GIVEN INSTRUCTION: For each statement below, say yes or no to whether it agrees with the README change that follows, and quote the exact words of that change that settle it. (a) The legacy Enhanced CPS track calibrates only at the national level. (b) The unified calibration track handles only geography-specific builds. (c) The repo currently contains three calibration tracks.

SOURCE PASSAGE:
+++
PolicyEngine · MaxGhenis · Apr 6, 2026 · Apr 5, 2026
diff --git a/README.md b/README.md
@@ -28,6 +28,10 @@ PolicyEngine constructs its representative household datasets through a multi-st
 
 The Enhanced CPS (`make data-legacy`) produces a national-only calibrated dataset. For the current geography-specific pipeline, see [docs/calibration.md](docs/calibration.md).
 
+The repo currently contains two calibration tracks:
+- Legacy Enhanced CPS (`make data-legacy`), which uses the older `EnhancedCPS` / `build_loss_matrix()` path for national-only calibration.
+- Unified calibration (`docs/calibration.md`), which uses `storage/calibration/policy_data.db` and the sparse matrix + L0 pipeline for current national and geography-specific builds.
+
 For detailed calibration usage, see [docs/calibration.md](docs/calibration.md) and [modal_app/README.md](modal_app/README.md).
+++
DATA RECORDS:

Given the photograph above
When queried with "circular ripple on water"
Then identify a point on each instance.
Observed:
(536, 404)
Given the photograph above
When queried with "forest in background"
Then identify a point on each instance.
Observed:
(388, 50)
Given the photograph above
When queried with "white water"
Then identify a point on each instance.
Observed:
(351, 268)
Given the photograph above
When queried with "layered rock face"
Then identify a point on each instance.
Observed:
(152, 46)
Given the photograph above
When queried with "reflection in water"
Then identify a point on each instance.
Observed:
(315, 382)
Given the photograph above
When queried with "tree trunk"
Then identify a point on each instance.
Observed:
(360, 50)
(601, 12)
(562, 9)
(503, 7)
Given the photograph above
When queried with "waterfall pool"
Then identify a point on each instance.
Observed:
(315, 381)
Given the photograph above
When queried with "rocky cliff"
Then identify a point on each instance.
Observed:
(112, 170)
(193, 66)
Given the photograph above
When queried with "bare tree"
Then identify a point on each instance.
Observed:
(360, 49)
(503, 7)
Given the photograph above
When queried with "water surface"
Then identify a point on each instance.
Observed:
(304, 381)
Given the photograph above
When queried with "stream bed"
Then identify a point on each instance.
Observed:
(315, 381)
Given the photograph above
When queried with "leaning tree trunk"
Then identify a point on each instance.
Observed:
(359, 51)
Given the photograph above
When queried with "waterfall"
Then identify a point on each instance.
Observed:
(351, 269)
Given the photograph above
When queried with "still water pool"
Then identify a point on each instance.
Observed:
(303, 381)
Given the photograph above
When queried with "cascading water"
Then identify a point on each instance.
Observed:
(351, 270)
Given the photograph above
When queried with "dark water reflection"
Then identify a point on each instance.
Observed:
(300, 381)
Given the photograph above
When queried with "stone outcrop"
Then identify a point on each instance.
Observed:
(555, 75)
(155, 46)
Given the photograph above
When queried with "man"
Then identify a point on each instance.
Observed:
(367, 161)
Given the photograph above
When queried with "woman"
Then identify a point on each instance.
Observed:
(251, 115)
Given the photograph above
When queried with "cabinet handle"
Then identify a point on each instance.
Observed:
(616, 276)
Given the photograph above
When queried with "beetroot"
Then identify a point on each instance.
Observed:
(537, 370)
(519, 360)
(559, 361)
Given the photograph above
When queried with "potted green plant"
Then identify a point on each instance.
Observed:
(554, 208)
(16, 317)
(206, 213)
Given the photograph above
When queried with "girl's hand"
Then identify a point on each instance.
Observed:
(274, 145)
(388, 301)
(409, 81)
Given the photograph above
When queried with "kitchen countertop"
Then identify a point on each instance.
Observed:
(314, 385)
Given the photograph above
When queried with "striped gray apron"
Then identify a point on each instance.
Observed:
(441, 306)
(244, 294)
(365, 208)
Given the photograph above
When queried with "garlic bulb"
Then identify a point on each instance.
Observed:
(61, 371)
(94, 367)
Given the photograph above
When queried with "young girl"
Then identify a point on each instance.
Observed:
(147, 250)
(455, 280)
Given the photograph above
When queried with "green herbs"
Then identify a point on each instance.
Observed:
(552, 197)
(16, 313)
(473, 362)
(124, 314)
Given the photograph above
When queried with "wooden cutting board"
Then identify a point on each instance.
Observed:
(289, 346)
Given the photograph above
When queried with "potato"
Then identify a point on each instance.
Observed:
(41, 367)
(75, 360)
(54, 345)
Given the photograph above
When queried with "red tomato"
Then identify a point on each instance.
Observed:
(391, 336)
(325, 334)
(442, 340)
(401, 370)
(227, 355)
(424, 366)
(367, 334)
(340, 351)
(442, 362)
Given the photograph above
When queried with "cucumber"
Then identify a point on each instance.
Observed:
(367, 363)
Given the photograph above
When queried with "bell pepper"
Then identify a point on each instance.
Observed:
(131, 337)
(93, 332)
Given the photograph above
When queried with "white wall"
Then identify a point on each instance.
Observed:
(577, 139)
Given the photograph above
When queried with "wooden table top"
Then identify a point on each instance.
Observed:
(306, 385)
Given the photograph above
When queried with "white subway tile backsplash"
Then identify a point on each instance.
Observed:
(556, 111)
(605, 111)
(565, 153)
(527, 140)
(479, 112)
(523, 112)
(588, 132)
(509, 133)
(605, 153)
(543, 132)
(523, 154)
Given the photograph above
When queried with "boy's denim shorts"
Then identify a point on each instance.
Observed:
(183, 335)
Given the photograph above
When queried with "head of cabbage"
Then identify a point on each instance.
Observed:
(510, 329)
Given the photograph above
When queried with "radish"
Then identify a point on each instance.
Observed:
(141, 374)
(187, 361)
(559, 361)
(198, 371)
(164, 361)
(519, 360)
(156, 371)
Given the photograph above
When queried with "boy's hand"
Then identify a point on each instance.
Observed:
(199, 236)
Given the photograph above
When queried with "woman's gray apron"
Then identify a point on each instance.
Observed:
+++
SOLUTION BELOW:
(a) Yes: "path for national-only calibration"
(b) No: "for current national and geography-specific builds"
(c) No: "The repo currently contains two calibration tracks"